(Work task): Repeat exactly, and nothing more, the lines from the one that includes "Query: baseball player sliding" through the final line of the entries; skip the pictures.

(Image point grounding data):
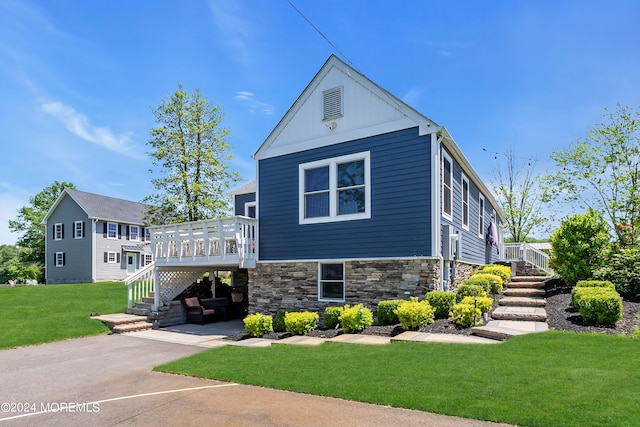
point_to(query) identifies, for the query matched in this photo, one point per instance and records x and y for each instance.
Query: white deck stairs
(521, 310)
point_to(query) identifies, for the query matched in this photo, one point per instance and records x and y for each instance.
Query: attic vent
(332, 99)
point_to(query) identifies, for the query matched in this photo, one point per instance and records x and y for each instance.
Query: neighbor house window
(331, 282)
(336, 189)
(465, 202)
(134, 232)
(332, 103)
(481, 216)
(447, 186)
(59, 259)
(58, 231)
(78, 230)
(112, 231)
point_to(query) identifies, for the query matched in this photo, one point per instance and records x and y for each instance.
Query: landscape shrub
(623, 270)
(499, 270)
(279, 323)
(442, 302)
(386, 312)
(258, 324)
(356, 318)
(489, 282)
(414, 314)
(482, 303)
(600, 305)
(332, 317)
(578, 246)
(466, 290)
(300, 323)
(464, 314)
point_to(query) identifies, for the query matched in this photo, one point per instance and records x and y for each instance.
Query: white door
(131, 263)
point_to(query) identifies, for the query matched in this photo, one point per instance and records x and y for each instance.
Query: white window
(465, 202)
(481, 216)
(332, 103)
(78, 230)
(134, 232)
(337, 189)
(59, 259)
(58, 231)
(331, 282)
(447, 186)
(112, 230)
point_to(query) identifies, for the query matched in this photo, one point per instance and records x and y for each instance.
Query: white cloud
(247, 99)
(78, 124)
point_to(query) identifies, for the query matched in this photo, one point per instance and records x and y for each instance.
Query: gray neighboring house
(93, 238)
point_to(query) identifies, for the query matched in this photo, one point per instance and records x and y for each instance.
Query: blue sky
(78, 78)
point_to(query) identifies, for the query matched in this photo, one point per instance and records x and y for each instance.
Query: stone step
(523, 301)
(529, 278)
(132, 327)
(536, 314)
(524, 292)
(503, 329)
(531, 285)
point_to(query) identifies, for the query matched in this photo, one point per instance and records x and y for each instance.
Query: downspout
(435, 205)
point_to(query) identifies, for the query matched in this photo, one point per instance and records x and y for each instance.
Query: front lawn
(549, 379)
(39, 314)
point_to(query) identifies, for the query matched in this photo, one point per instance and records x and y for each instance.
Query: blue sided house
(361, 198)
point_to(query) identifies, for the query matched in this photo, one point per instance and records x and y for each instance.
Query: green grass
(549, 379)
(39, 314)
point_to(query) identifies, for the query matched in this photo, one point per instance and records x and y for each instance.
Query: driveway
(107, 380)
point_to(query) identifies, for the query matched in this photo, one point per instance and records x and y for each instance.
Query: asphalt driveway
(107, 380)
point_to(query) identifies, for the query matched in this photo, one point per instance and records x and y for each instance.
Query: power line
(333, 45)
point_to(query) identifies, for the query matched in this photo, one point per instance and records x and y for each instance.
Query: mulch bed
(560, 316)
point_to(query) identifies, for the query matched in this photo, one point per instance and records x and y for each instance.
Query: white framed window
(78, 230)
(58, 231)
(60, 259)
(336, 189)
(447, 186)
(481, 216)
(332, 103)
(112, 230)
(134, 232)
(331, 284)
(465, 202)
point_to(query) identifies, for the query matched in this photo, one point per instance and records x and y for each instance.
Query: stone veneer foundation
(294, 286)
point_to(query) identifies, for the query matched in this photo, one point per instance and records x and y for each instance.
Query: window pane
(332, 272)
(351, 201)
(316, 205)
(351, 174)
(316, 179)
(331, 290)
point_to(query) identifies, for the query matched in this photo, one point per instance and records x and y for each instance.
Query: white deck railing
(529, 254)
(140, 284)
(209, 242)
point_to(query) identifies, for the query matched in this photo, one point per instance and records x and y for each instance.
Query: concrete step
(529, 278)
(536, 314)
(523, 301)
(132, 327)
(503, 329)
(524, 292)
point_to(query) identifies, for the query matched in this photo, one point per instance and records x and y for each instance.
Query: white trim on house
(333, 189)
(447, 189)
(465, 214)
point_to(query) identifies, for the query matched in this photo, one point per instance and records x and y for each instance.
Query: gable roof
(104, 208)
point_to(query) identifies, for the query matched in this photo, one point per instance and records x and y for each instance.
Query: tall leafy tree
(190, 152)
(517, 190)
(602, 171)
(29, 224)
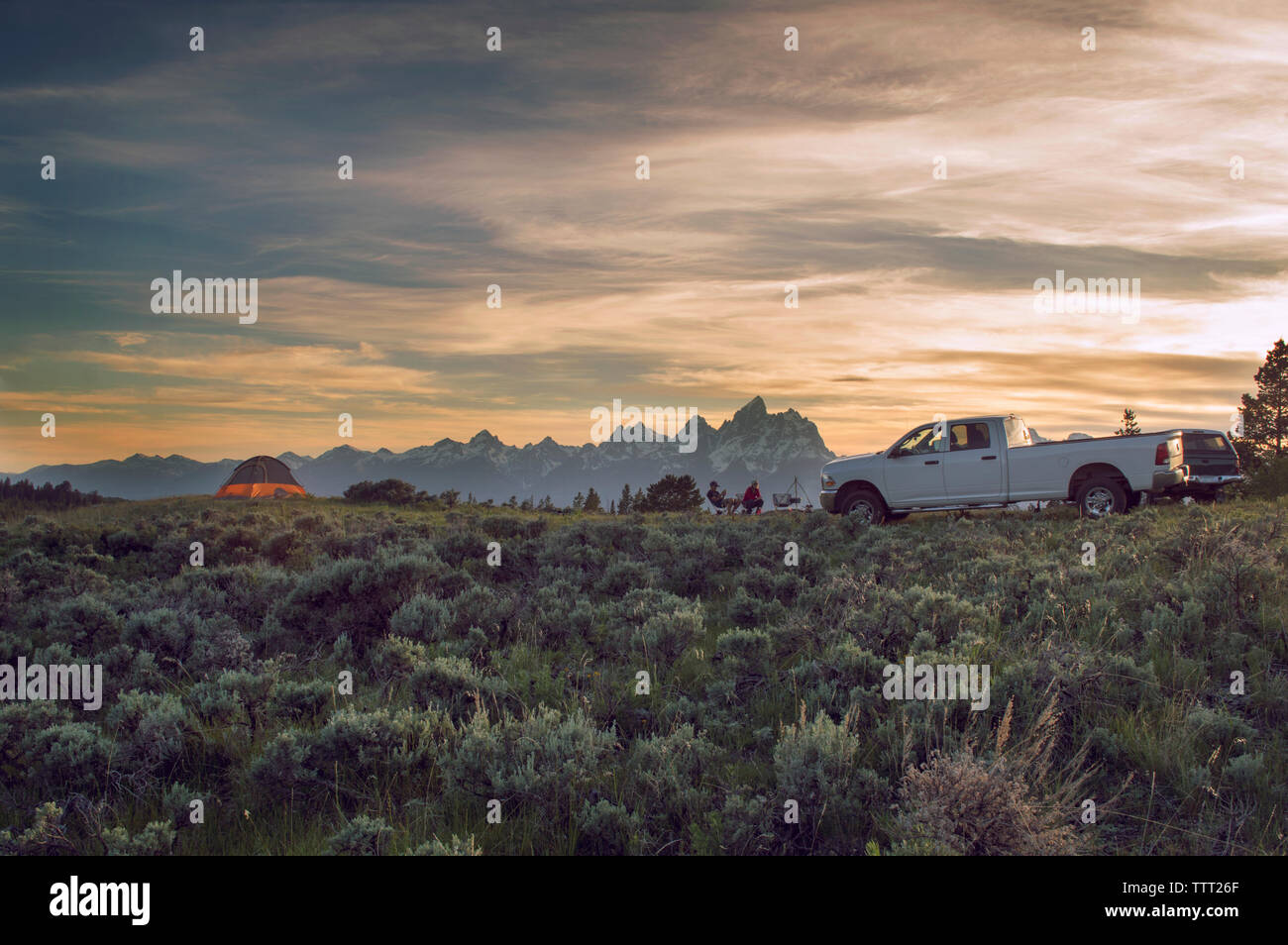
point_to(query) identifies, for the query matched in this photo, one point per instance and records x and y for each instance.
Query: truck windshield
(1017, 433)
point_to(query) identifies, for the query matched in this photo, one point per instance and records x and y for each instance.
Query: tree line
(671, 493)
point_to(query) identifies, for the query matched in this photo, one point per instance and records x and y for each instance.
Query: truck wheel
(1100, 497)
(866, 506)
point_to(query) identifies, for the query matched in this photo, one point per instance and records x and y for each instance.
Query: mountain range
(774, 448)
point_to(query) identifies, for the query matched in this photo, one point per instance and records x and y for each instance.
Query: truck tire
(866, 506)
(1102, 496)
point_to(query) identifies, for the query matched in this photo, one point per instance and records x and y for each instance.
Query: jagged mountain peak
(754, 443)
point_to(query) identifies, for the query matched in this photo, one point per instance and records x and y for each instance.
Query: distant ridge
(751, 445)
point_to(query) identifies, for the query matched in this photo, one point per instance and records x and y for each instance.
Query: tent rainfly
(261, 476)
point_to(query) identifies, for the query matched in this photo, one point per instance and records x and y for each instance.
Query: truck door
(914, 469)
(973, 467)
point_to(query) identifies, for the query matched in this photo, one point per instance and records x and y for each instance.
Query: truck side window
(918, 442)
(969, 437)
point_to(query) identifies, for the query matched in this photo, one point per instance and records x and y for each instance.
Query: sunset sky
(518, 167)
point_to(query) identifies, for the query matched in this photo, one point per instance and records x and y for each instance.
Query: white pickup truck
(993, 461)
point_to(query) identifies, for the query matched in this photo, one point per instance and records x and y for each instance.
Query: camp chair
(794, 498)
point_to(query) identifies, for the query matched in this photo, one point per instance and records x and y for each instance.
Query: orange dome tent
(261, 476)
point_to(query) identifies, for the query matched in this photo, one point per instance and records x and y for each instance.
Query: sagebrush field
(1111, 682)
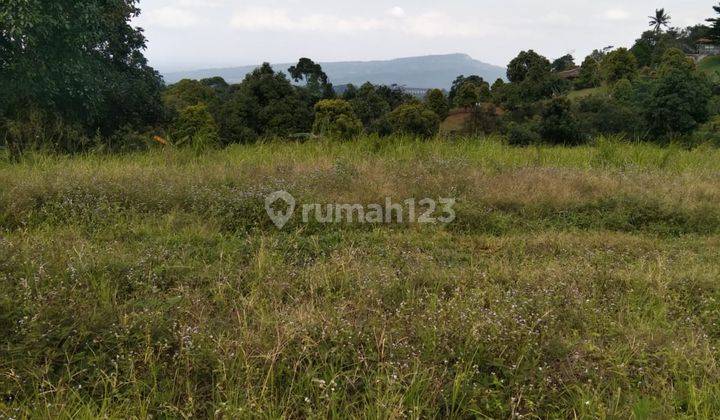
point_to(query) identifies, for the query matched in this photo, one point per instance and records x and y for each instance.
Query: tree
(497, 91)
(461, 80)
(314, 77)
(437, 102)
(469, 94)
(335, 118)
(195, 126)
(414, 119)
(589, 76)
(677, 100)
(264, 104)
(619, 64)
(558, 124)
(187, 93)
(80, 60)
(563, 63)
(370, 104)
(714, 32)
(660, 20)
(527, 64)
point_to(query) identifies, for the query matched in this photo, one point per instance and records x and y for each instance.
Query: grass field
(575, 282)
(584, 93)
(711, 67)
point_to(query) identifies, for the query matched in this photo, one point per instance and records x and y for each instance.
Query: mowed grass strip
(575, 282)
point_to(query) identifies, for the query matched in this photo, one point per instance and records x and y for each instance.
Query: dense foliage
(73, 76)
(74, 64)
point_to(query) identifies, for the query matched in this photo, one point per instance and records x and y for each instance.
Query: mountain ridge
(430, 71)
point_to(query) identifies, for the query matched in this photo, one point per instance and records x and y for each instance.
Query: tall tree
(563, 63)
(714, 33)
(660, 20)
(314, 77)
(80, 60)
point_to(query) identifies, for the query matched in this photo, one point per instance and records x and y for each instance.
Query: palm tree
(659, 20)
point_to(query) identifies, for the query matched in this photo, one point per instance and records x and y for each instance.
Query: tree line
(73, 76)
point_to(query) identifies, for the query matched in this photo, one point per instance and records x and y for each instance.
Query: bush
(195, 126)
(336, 118)
(708, 132)
(558, 124)
(523, 134)
(619, 64)
(598, 115)
(40, 129)
(414, 119)
(437, 102)
(484, 118)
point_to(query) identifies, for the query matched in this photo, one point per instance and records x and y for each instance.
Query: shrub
(195, 126)
(677, 101)
(414, 119)
(708, 132)
(523, 134)
(558, 124)
(484, 118)
(598, 115)
(619, 64)
(589, 76)
(336, 118)
(40, 129)
(437, 102)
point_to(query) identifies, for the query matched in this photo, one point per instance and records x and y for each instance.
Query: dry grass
(574, 283)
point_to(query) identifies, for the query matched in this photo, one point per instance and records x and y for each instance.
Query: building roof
(569, 74)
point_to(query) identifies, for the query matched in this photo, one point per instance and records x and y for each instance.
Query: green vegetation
(574, 282)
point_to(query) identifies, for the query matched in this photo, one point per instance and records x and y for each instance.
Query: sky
(198, 34)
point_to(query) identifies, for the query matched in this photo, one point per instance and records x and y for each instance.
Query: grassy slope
(575, 282)
(583, 93)
(711, 66)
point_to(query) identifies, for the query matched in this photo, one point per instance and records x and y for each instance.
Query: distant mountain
(433, 71)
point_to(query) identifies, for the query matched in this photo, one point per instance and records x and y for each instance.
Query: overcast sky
(192, 34)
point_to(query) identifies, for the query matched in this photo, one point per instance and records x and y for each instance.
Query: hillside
(575, 282)
(711, 67)
(434, 71)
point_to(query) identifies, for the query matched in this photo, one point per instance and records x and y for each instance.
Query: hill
(433, 71)
(574, 282)
(711, 67)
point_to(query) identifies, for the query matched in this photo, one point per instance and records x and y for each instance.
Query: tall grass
(575, 282)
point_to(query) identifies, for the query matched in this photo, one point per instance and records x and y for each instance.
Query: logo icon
(280, 218)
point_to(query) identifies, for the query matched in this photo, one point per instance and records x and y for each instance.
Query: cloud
(262, 18)
(171, 17)
(429, 24)
(616, 14)
(397, 12)
(436, 24)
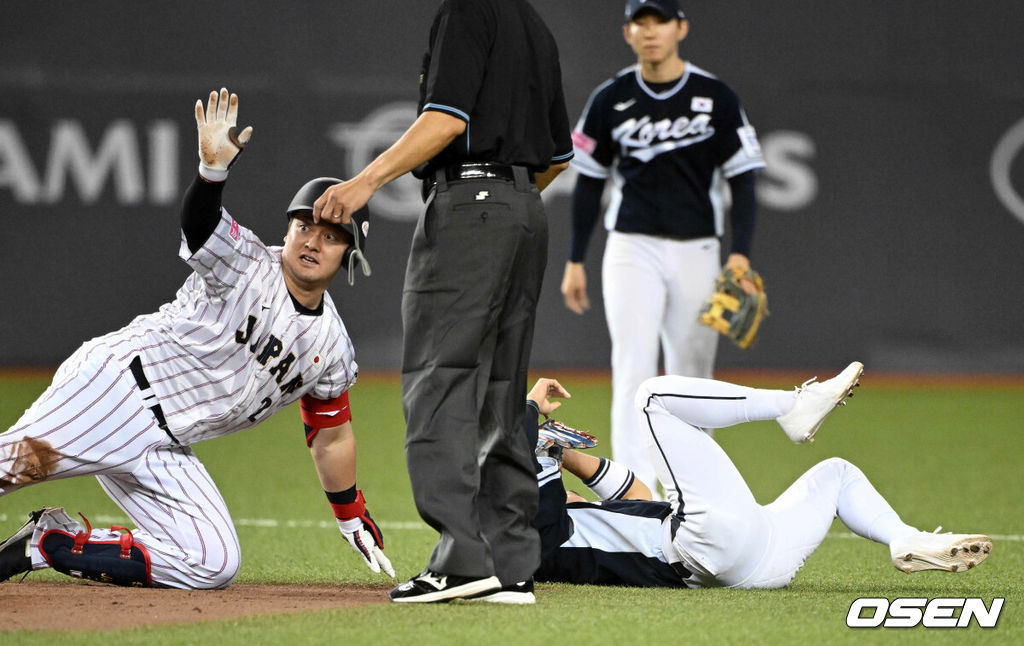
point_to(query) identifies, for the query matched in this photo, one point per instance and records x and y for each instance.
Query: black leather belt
(481, 170)
(148, 397)
(473, 170)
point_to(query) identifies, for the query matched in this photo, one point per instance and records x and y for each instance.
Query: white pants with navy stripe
(726, 539)
(93, 419)
(653, 289)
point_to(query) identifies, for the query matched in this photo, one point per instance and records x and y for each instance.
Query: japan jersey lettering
(232, 347)
(665, 151)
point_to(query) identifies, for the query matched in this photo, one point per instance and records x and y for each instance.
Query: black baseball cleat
(429, 587)
(14, 555)
(516, 593)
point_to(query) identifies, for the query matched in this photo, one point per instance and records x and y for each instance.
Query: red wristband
(350, 510)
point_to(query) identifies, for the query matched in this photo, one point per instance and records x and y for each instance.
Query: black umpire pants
(468, 308)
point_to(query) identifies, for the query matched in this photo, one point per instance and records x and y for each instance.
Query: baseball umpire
(493, 131)
(250, 332)
(667, 132)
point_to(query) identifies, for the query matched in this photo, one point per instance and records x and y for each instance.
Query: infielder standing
(713, 533)
(667, 133)
(250, 332)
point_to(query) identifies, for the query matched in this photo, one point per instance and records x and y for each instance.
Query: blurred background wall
(891, 213)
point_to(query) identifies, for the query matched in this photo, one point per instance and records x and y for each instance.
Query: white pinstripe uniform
(230, 350)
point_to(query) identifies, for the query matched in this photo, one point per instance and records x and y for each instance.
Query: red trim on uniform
(350, 510)
(321, 414)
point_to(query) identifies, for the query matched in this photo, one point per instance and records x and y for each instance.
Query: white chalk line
(396, 525)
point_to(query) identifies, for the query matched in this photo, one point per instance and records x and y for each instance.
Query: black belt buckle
(474, 170)
(148, 398)
(478, 170)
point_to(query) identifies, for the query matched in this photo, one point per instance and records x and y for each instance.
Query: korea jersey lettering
(666, 148)
(232, 347)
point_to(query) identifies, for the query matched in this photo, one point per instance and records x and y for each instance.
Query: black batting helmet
(358, 228)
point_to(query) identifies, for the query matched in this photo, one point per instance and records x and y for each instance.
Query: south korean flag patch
(701, 104)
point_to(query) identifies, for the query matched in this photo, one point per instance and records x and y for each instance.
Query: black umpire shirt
(494, 63)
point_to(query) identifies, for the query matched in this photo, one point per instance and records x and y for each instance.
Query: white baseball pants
(653, 289)
(93, 417)
(726, 539)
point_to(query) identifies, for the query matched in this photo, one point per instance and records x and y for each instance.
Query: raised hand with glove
(219, 142)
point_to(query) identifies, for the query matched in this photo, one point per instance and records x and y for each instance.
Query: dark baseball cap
(668, 9)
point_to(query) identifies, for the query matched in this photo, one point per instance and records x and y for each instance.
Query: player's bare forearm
(574, 288)
(333, 450)
(545, 178)
(543, 391)
(584, 466)
(428, 135)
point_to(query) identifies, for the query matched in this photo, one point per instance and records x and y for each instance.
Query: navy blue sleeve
(201, 211)
(586, 210)
(461, 40)
(553, 522)
(743, 212)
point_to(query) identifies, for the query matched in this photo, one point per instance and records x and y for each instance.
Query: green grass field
(942, 455)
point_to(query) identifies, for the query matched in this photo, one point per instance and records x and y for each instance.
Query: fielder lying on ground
(712, 532)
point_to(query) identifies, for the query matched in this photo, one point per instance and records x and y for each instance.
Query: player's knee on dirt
(27, 461)
(119, 562)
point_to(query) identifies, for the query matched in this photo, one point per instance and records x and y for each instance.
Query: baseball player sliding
(250, 332)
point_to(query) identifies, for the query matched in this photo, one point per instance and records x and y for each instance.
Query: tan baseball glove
(731, 310)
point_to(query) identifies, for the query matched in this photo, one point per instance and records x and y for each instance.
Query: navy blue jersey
(667, 149)
(611, 543)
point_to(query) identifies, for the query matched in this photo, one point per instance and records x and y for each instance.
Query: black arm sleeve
(586, 209)
(201, 211)
(743, 212)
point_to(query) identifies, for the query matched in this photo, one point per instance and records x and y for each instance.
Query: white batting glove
(219, 144)
(365, 536)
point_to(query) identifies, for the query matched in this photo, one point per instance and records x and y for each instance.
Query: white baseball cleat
(949, 552)
(815, 400)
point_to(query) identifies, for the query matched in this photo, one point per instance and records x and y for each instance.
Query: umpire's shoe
(15, 557)
(815, 400)
(430, 587)
(521, 593)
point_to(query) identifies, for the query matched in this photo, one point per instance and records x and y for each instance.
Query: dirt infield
(87, 606)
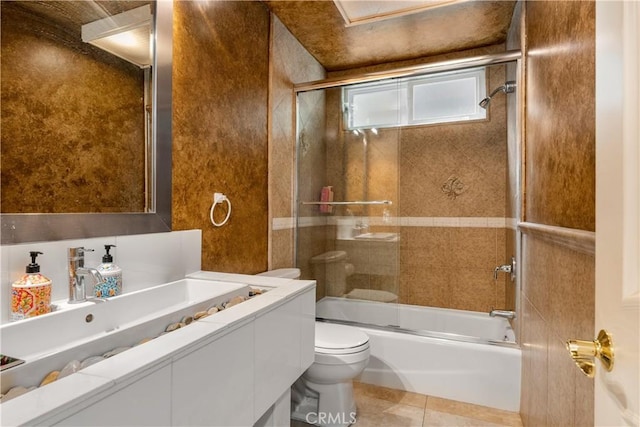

(Output):
Query: baseball player sliding
(250, 332)
point_to(query) identifies, for the query matched in this photo, one point per instance and records x and y for each instance.
Query: tan baseball glove
(731, 310)
point_to(query) identifies, for the query matched in this photo, one point per instance and records x and y for each instance.
Query: navy blue jersey
(667, 149)
(611, 543)
point_to(query) identifies, for the query matched in this photo, one point per instance and records x and y for each instance.
Query: black arm sleeve
(586, 209)
(201, 211)
(743, 212)
point_to(query) identifies, for the query matched in this photo, one point per instance and records x and y for each instance.
Query: white batting glove
(219, 144)
(365, 536)
point_to(query) identifies, for the query matched in this photo, one point per instance and records x and y for each instance.
Query: white baseball cleat
(949, 552)
(815, 400)
point_to(query) identifies, for the query matched in this photo, one point per instance and records x and y for each instance.
Query: umpire's shoe
(15, 557)
(815, 400)
(430, 587)
(521, 593)
point_to(query) identifies, for the query matched in this photo, one point per instance and records x and y for each instance.
Query: dirt infield
(87, 606)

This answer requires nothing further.